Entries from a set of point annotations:
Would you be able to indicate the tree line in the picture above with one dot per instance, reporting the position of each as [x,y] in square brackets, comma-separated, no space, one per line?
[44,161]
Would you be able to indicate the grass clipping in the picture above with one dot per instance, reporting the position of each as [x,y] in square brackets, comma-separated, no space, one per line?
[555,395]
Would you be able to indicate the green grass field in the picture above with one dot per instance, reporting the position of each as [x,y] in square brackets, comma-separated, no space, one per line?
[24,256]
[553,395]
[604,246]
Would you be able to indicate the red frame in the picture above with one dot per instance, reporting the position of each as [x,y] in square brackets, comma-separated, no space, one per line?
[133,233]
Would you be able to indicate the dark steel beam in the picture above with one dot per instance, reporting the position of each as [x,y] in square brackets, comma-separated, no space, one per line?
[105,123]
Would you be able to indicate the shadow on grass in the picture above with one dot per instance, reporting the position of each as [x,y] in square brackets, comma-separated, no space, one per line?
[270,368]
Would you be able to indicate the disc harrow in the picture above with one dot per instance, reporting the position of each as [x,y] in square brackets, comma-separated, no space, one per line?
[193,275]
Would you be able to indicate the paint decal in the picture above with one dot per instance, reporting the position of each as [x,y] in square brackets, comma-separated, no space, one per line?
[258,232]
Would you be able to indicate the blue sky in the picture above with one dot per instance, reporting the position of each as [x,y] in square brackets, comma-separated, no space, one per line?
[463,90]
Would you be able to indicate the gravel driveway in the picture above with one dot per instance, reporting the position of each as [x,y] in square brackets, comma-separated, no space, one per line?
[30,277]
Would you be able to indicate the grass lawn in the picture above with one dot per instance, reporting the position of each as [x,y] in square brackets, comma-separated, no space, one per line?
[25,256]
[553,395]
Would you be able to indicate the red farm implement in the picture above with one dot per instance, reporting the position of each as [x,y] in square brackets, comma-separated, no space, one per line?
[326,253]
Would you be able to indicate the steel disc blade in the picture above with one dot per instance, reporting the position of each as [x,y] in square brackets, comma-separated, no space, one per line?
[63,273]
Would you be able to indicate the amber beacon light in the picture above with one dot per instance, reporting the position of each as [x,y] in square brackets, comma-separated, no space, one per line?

# WHAT IS EXPECTED:
Please convert all of the material above into a JSON list of strings, with one string for each line and any blank lines left out.

# ANSWER BELOW:
[
  "Would you be able to indicate the tree line in the picture above with one dot per instance, reporting the position of each as [x,y] in square brackets, comma-separated, no space, one per line?",
  "[44,161]",
  "Would you be able to indicate the grass clipping in the picture above with one dot per instance, reporting the position of each as [x,y] in square brackets, comma-separated, no space, one per line?",
  "[555,395]",
  "Would you be able to indicate the green grass field in the picture above with one dot per instance, reporting the position of each as [x,y] in square brackets, comma-separated, no space, one per line?",
  "[24,256]",
  "[553,395]",
  "[604,246]",
  "Would you be able to indicate the red frame in the picture above with one dot per instance, reporting the position of each as [x,y] in square brackets, comma-separated, no space, one per line?",
  "[133,233]",
  "Would you be able to indicate the dark steel beam in the picture above with one dot per instance, reporting the position of each as [x,y] in square brackets, comma-separated, no space, one per line?",
  "[105,123]",
  "Would you be able to indicate the shadow on grass in the picture above with one dot per instance, reporting the position of each as [x,y] in square brackets, comma-separated, no space, one per line?",
  "[270,368]",
  "Would you be able to indicate the disc harrow in the picture above with one dot per instance, reporting the position of each as [x,y] in square brackets, comma-separated, no space, one per line?",
  "[193,275]",
  "Would you be able to indicate the paint decal in the picture above with one dot per instance, reporting the position of each as [x,y] in square brackets, comma-separated, no space, one per line?",
  "[258,232]",
  "Would you be able to indicate the blue sky in the picture above with one dot per instance, reporting the position of each as [x,y] in square brackets, comma-separated, no space, one per line?",
  "[463,90]",
  "Would you be able to indicate the gravel driveway in the picture above with one dot per instance, reporting the position of each as [x,y] in square brackets, comma-separated, no space, one per line?",
  "[30,277]",
  "Would you be able to indicate the grass lawn in the picture above with one dot per instance, reporting the position of each as [x,y] in square brackets, comma-separated, no space, one per line?",
  "[25,256]",
  "[553,395]",
  "Would you be able to indicate the red farm implement in the picture above with one dot per instance, reporting the position of each as [x,y] in square brackets, comma-separated, no space, one per line?",
  "[326,253]",
  "Would you be able to indicate the steel disc blade in the picture above with one dot per instance, reporting the position of each as [x,y] in square brackets, comma-separated, no space, one per line?",
  "[63,273]",
  "Would you be able to indicate the amber beacon light in the picture above with one dot per instance, reporting the position of each as [x,y] in square brackets, comma-separated, no space, one per line?"
]